Records provided START

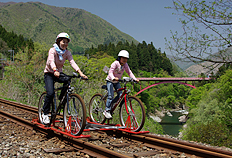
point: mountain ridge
(42, 23)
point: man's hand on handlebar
(116, 79)
(57, 73)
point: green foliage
(153, 126)
(142, 57)
(13, 42)
(45, 22)
(214, 133)
(210, 113)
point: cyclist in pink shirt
(55, 61)
(115, 73)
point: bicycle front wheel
(40, 107)
(132, 114)
(75, 115)
(96, 107)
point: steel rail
(189, 148)
(82, 146)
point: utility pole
(12, 52)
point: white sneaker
(107, 114)
(46, 119)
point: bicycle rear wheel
(75, 115)
(40, 107)
(135, 118)
(96, 107)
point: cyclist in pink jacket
(115, 73)
(55, 61)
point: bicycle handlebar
(127, 79)
(73, 76)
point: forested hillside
(209, 105)
(144, 57)
(42, 23)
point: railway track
(111, 143)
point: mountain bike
(131, 108)
(70, 104)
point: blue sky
(145, 20)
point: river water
(171, 124)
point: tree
(206, 31)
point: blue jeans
(49, 80)
(110, 89)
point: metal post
(12, 51)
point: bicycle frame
(68, 91)
(124, 95)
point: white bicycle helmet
(123, 53)
(63, 35)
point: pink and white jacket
(53, 61)
(116, 70)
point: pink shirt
(116, 70)
(53, 61)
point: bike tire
(96, 108)
(75, 115)
(136, 118)
(40, 107)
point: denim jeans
(49, 80)
(110, 89)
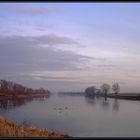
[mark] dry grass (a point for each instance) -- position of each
(9, 129)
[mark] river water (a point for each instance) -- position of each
(77, 115)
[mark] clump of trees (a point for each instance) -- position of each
(116, 88)
(14, 88)
(90, 91)
(104, 89)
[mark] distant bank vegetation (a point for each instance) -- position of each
(104, 90)
(8, 87)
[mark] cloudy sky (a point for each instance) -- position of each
(69, 46)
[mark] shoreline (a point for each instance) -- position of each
(9, 129)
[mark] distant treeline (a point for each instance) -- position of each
(8, 87)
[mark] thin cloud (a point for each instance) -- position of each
(34, 11)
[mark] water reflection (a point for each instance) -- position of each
(104, 102)
(116, 105)
(90, 100)
(6, 104)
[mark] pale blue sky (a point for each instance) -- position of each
(69, 46)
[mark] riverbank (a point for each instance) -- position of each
(126, 96)
(9, 129)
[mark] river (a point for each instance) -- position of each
(77, 115)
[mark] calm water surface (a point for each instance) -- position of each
(77, 115)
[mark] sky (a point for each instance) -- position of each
(70, 46)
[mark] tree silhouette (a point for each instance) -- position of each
(105, 88)
(90, 91)
(116, 88)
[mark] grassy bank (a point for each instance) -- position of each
(9, 129)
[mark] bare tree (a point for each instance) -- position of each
(90, 91)
(105, 88)
(116, 88)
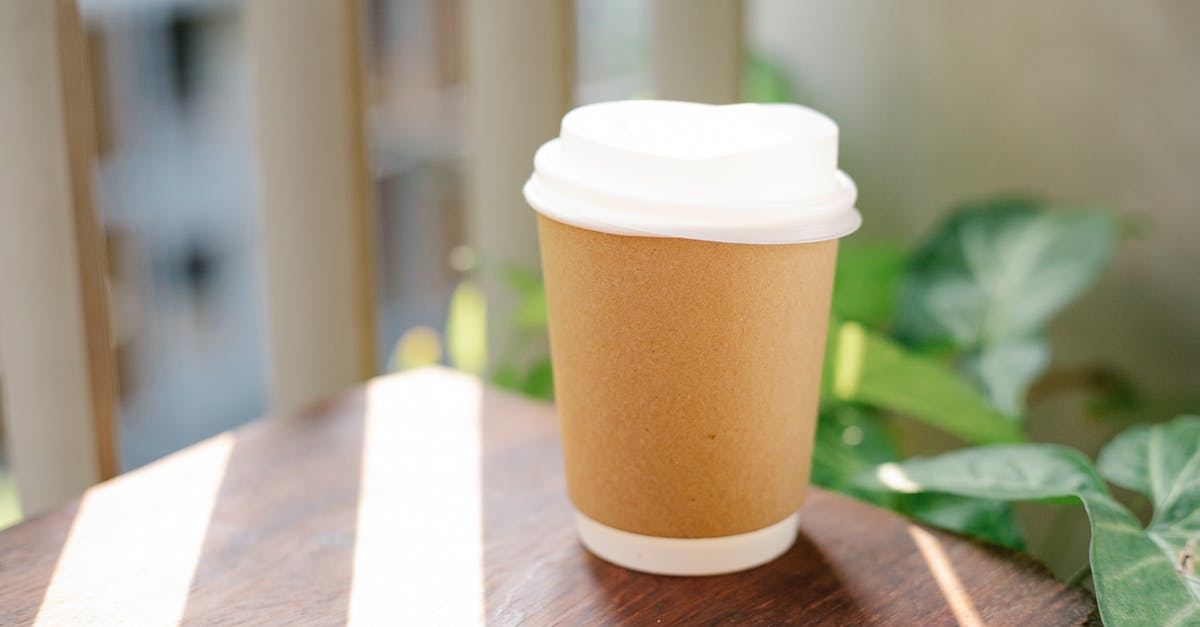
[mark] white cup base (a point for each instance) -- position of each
(688, 556)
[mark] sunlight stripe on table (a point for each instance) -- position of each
(420, 513)
(940, 566)
(130, 560)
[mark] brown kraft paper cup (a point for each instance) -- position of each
(687, 374)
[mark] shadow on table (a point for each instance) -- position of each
(281, 536)
(29, 562)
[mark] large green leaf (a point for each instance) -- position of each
(467, 328)
(988, 281)
(868, 368)
(849, 442)
(1163, 464)
(982, 518)
(1134, 574)
(1006, 369)
(765, 81)
(868, 282)
(1000, 269)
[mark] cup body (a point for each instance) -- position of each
(687, 374)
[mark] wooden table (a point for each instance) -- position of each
(427, 499)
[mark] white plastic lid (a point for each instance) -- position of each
(738, 173)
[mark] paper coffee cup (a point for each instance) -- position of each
(689, 254)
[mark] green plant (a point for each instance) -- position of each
(1141, 574)
(953, 335)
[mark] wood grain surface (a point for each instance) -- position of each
(427, 499)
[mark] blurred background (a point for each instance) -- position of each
(939, 102)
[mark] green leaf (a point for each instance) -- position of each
(989, 280)
(539, 382)
(869, 368)
(522, 280)
(849, 442)
(1162, 463)
(1000, 269)
(868, 282)
(763, 81)
(982, 518)
(467, 328)
(1006, 369)
(1134, 574)
(505, 376)
(531, 311)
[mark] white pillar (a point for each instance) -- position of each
(696, 47)
(520, 79)
(315, 195)
(45, 185)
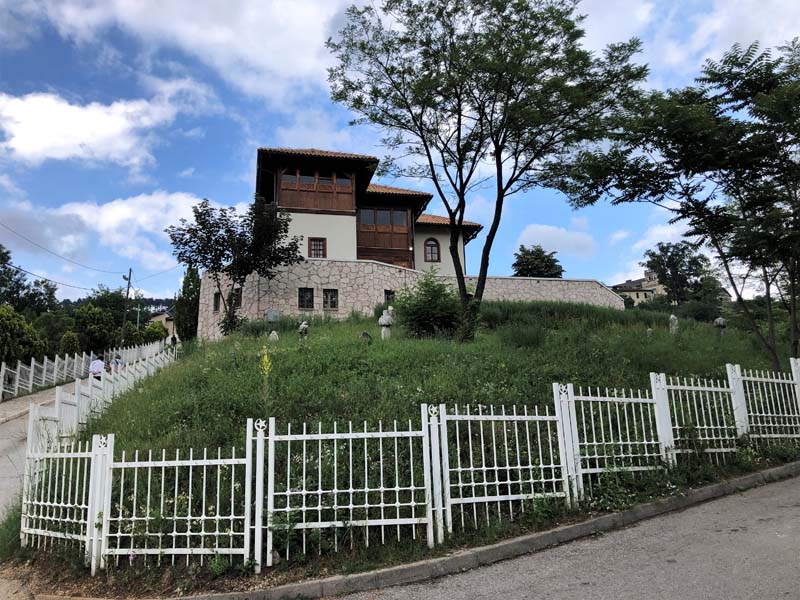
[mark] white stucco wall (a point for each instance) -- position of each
(442, 235)
(339, 230)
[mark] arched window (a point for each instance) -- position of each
(432, 253)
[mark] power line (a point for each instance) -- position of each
(77, 287)
(74, 262)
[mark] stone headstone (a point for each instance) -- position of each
(386, 321)
(673, 324)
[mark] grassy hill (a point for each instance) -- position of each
(520, 350)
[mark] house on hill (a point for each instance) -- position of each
(362, 242)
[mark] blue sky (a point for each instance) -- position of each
(116, 116)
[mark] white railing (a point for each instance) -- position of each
(26, 378)
(317, 488)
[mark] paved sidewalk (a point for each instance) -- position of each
(739, 547)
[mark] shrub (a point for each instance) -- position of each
(428, 309)
(70, 343)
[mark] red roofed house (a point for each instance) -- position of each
(361, 241)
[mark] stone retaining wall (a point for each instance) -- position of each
(362, 285)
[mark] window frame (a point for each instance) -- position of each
(300, 297)
(327, 294)
(438, 250)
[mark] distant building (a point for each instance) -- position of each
(641, 290)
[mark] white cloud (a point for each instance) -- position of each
(618, 236)
(265, 48)
(42, 126)
(581, 223)
(564, 241)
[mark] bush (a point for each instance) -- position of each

Records provided END

→ **What you need to do**
What you give back must match the material word for word, with no images included.

→ **Exercise response**
point: mountain ridge
(42, 23)
point: man's hand on handlebar
(116, 79)
(57, 73)
point: green foliage
(153, 126)
(142, 57)
(13, 42)
(45, 22)
(214, 133)
(210, 113)
point: cyclist in pink shirt
(55, 61)
(115, 73)
point: bicycle front wheel
(40, 107)
(132, 114)
(75, 115)
(96, 107)
point: steel rail
(189, 148)
(82, 146)
point: utility pole
(12, 52)
point: white sneaker
(107, 114)
(46, 119)
point: bicycle rear wheel
(75, 115)
(40, 107)
(135, 118)
(96, 107)
point: cyclist in pink jacket
(115, 73)
(55, 61)
point: bicycle handlebar
(127, 79)
(73, 76)
point: forested hillside
(209, 105)
(144, 57)
(42, 23)
point: railway track
(111, 143)
point: mountain bike
(131, 108)
(70, 104)
point: blue sky
(145, 20)
point: river water
(171, 124)
point: tree
(206, 31)
point: blue jeans
(49, 80)
(110, 89)
point: metal post
(12, 51)
point: bicycle frame
(68, 91)
(124, 95)
point: white bicycle helmet
(123, 53)
(63, 35)
point: pink and white jacket
(53, 61)
(116, 70)
point: pink shirt
(116, 70)
(53, 61)
point: bike tire
(96, 108)
(75, 115)
(136, 118)
(40, 107)
point: denim jeans
(49, 80)
(110, 89)
[mark] dry grass (a point for each instance) -- position of each
(9, 129)
[mark] river water (a point for each instance) -- position of each
(77, 115)
[mark] clump of trees (a point for each instance) -- position of each
(116, 88)
(14, 88)
(90, 91)
(104, 89)
[mark] distant bank vegetation (a point for each instance) -- position of each
(104, 90)
(8, 87)
[mark] cloudy sky (a point for each instance) -- position of each
(69, 46)
[mark] shoreline (a point for each instance) -- position of each
(9, 129)
[mark] distant treeline (a point for each instance) -- position of each
(8, 87)
[mark] thin cloud (a point for each instance) -- position of each
(34, 11)
[mark] water reflection (a point for each instance) -- position of each
(104, 102)
(116, 105)
(90, 100)
(6, 104)
[mark] pale blue sky (a point for each instance) -- position of each
(69, 46)
[mark] riverbank (a point for each instance) -- position of each
(126, 96)
(9, 129)
[mark] river (a point for each instance) -- position of each
(77, 115)
[mark] calm water surface (a point for each instance) -- position of each
(77, 115)
[mark] sky (a point for each instance) -- position of each
(70, 46)
[mark] tree silhouette (a point for each instance) -- position of each
(105, 88)
(90, 91)
(116, 88)
[mark] grassy bank (a point for each instance) -- position of each
(9, 129)
[mark] bare tree (a point for each instance) -- position of each
(90, 91)
(105, 88)
(116, 88)
[mark] white cup base (a point for each instance) -- position of each
(688, 556)
[mark] sunlight stripe on table (a point for each instance) -- position of each
(420, 513)
(940, 566)
(130, 560)
[mark] brown kraft paper cup (a point for each instance) -- position of each
(687, 374)
[mark] shadow on table (a point for each instance) -- position of each
(281, 536)
(29, 562)
[mark] large green leaf (a point for each instance) -- position of each
(467, 328)
(988, 281)
(868, 368)
(849, 442)
(1163, 464)
(982, 518)
(1134, 574)
(1006, 369)
(765, 81)
(868, 282)
(1000, 269)
[mark] cup body (a point for each instance) -- position of each
(687, 374)
[mark] wooden table (a point for each instance) -- position of each
(427, 499)
[mark] white plastic lid (a point for each instance) -- position of each
(738, 173)
[mark] paper coffee cup (a point for each instance) -- position of each
(689, 254)
[mark] green plant (a point for each instance) -- position of each
(1141, 574)
(953, 335)
[mark] wood grain surface (a point for each instance) -- position of each
(427, 499)
[mark] blurred background (a point for each instance) -- position of each
(939, 102)
[mark] green leaf (a point for each instance) -- position of each
(989, 280)
(539, 382)
(869, 368)
(522, 280)
(849, 442)
(1162, 463)
(1000, 269)
(868, 282)
(763, 81)
(982, 518)
(467, 328)
(1006, 369)
(1134, 574)
(505, 376)
(531, 311)
[mark] white pillar (a point for each instance) -- position of each
(696, 47)
(520, 79)
(315, 195)
(45, 185)
[mark] white stucco wall (a point for each instance) -- position of each
(442, 235)
(339, 230)
[mark] arched window (a point for each instance) -- position of each
(432, 253)
[mark] power line (a point for each instance) -- position of each
(77, 287)
(74, 262)
[mark] stone headstone (a point for each instance) -- position of each
(386, 321)
(673, 324)
[mark] grassy hill (a point for each instance) -- position of each
(520, 350)
[mark] house on hill (a point for each instance) -- position of each
(362, 242)
[mark] blue sky (a point for each instance) -- position of each
(116, 116)
[mark] white railing (a point for each instance) -- position of each
(26, 378)
(317, 488)
[mark] paved sidewalk (a point for each instance) -- position of each
(739, 547)
[mark] shrub (a point for each instance) -- position of each
(428, 309)
(70, 343)
[mark] red roofed house (a point for each instance) -- position of each
(361, 241)
[mark] stone retaining wall (a point for each instance) -- position of each
(362, 285)
[mark] window frame (a point for each instance) -- position of each
(300, 297)
(327, 294)
(438, 250)
[mark] distant building (a point for each instance) -- position of each
(641, 290)
[mark] white cloud (a point for each instance) -- position of each
(618, 236)
(265, 48)
(42, 126)
(581, 223)
(564, 241)
[mark] bush (a point for each instance) -- position of each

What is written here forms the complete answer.